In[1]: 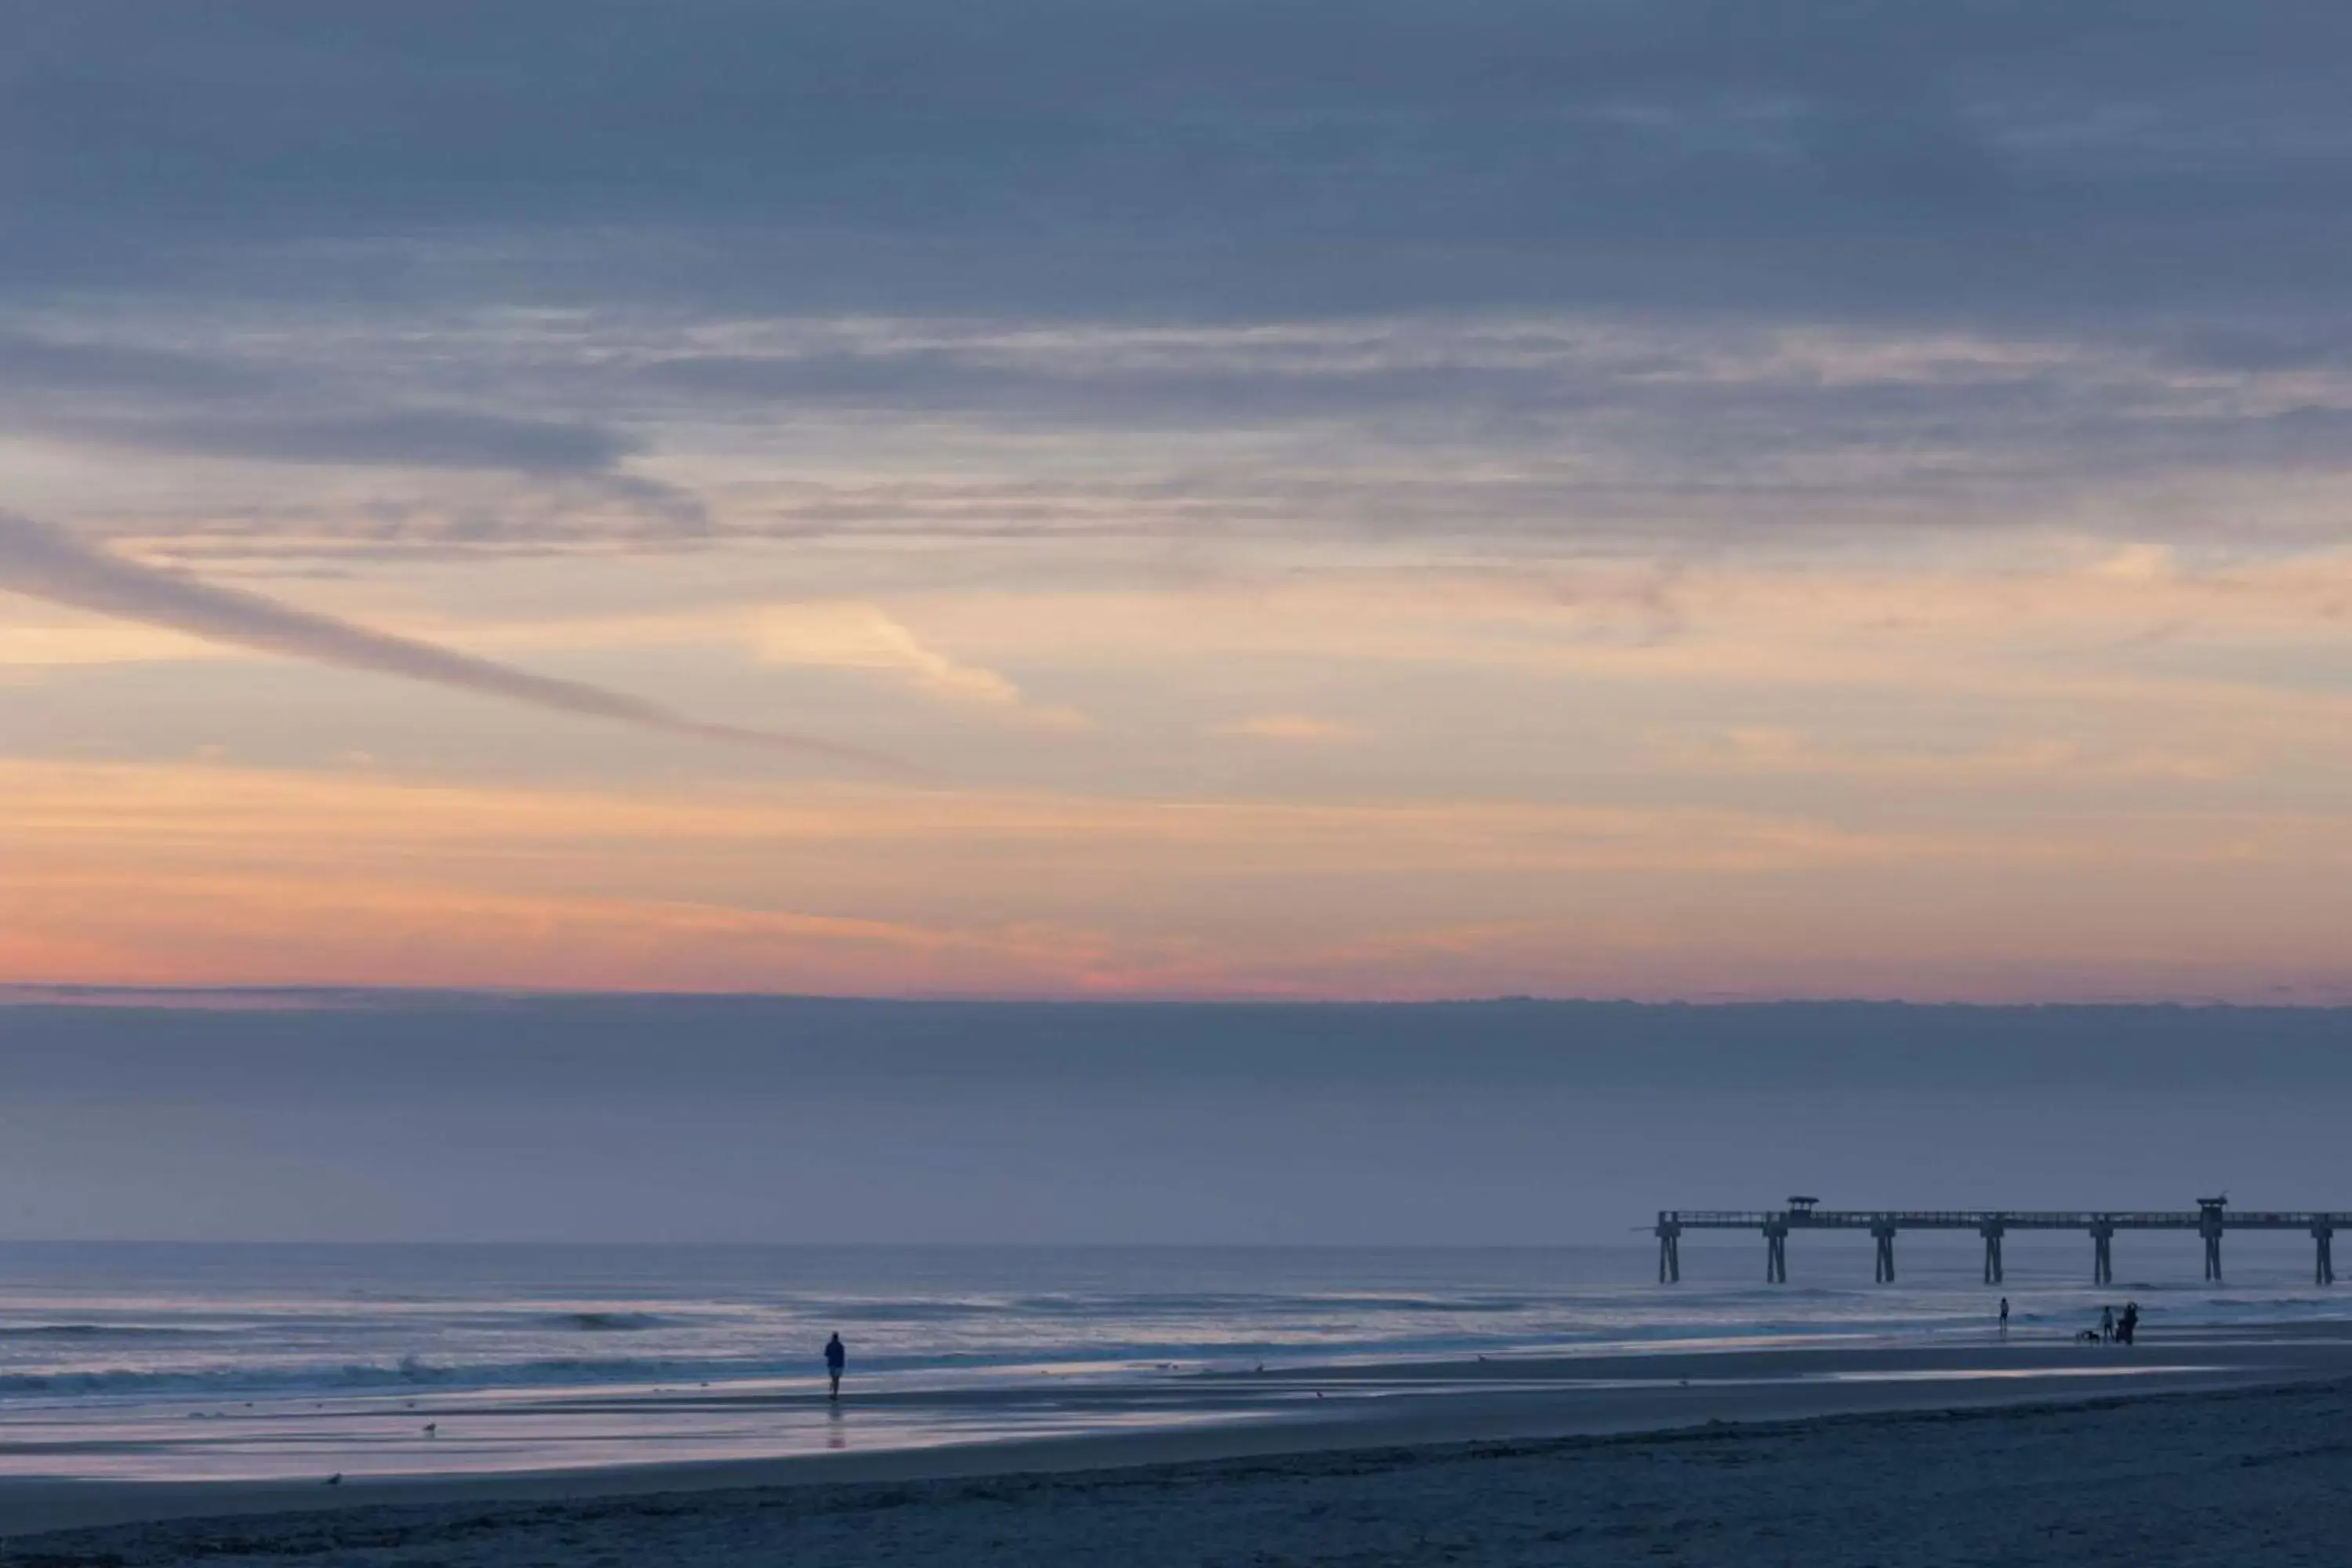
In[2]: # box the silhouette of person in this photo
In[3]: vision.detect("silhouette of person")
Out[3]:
[825,1332,846,1398]
[2100,1305,2115,1343]
[2119,1302,2139,1345]
[1998,1298,2009,1336]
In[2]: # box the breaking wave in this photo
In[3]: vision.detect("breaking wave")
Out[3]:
[0,1352,782,1400]
[0,1323,209,1341]
[546,1312,670,1332]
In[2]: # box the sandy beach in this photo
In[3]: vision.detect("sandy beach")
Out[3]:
[10,1330,2352,1563]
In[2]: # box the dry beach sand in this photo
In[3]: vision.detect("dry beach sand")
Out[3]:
[10,1334,2352,1565]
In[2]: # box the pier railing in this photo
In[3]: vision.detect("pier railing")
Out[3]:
[1650,1200,2343,1286]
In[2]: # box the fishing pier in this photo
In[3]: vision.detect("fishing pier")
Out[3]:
[1653,1196,2345,1286]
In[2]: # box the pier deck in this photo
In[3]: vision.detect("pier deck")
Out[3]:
[1653,1197,2344,1285]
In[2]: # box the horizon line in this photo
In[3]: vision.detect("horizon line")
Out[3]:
[0,982,2337,1012]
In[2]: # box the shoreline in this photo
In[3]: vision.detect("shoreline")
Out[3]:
[10,1327,2350,1540]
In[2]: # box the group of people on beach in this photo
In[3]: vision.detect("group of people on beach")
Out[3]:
[1997,1298,2139,1343]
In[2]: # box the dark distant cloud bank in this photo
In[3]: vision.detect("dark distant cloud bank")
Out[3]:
[2,996,2348,1243]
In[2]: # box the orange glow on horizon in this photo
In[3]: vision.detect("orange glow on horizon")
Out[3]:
[5,757,2350,1002]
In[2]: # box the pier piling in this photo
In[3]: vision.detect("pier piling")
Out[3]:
[1871,1221,1899,1283]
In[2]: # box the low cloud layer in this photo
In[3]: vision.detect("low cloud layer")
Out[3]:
[20,310,2352,565]
[0,511,879,763]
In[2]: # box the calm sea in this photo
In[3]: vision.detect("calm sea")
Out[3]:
[1,1239,2343,1482]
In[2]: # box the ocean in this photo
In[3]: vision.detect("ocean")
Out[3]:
[2,1236,2346,1484]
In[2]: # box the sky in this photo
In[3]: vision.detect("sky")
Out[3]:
[5,2,2352,1001]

****************

- **TASK TO COMPLETE**
Please quote the lines of the material, beginning with the first and ending with the one that contains "In[2]: # box the low", exactly as written and without any pictures.

- **WRITTEN RESPONSE**
In[1]: 
In[2]: # box the silhouette of person in this photo
In[3]: vision.detect("silhouette of person")
Out[3]:
[825,1332,846,1398]
[2100,1305,2115,1343]
[2119,1302,2139,1345]
[1998,1298,2009,1336]
In[2]: # box the breaking wave in this photo
In[3]: vision.detect("breaking wave")
Out[3]:
[0,1352,782,1400]
[0,1323,209,1341]
[546,1312,670,1332]
In[2]: # box the sandy beach in this photo
In[3]: vision.detect("sandy beach")
Out[3]:
[10,1330,2352,1563]
In[2]: # box the dry beach sand in this photo
In[3]: vision.detect("dry beach sand")
Out[3]:
[10,1334,2352,1565]
In[2]: # box the pier railing in this photo
In[3]: vision.detect("pier railing")
Out[3]:
[1650,1200,2343,1286]
In[2]: # box the fishing pier in this photo
In[3]: vision.detect("fishing pier")
Out[3]:
[1653,1196,2345,1286]
In[2]: # box the pier deck in this photo
In[3]: vision.detect("pier deck")
Out[3]:
[1653,1197,2344,1285]
In[2]: # box the horizon line in this photo
In[3]: vision.detect("horizon line")
Out[3]:
[0,982,2337,1012]
In[2]: # box the shoreline in this photo
In[3]: vision.detect("shoreline")
Out[3]:
[10,1327,2350,1540]
In[2]: # box the group of people on beach in this photo
In[3]: vision.detect("group of people on beach")
Out[3]:
[1997,1298,2139,1343]
In[2]: # box the dark distant cloud bank in this photo
In[3]: vision.detect("dark distant cloud bank")
Out[3]:
[2,996,2348,1243]
In[2]: # box the orange glow on horizon in this photo
In[3]: vision.detect("orange glow on horizon")
Out[3]:
[5,757,2350,1002]
In[2]: # box the pier piling in this photo
In[3]: vision.detect("pier piling")
Out[3]:
[1871,1221,1899,1283]
In[2]: # box the low cloud layer in this photo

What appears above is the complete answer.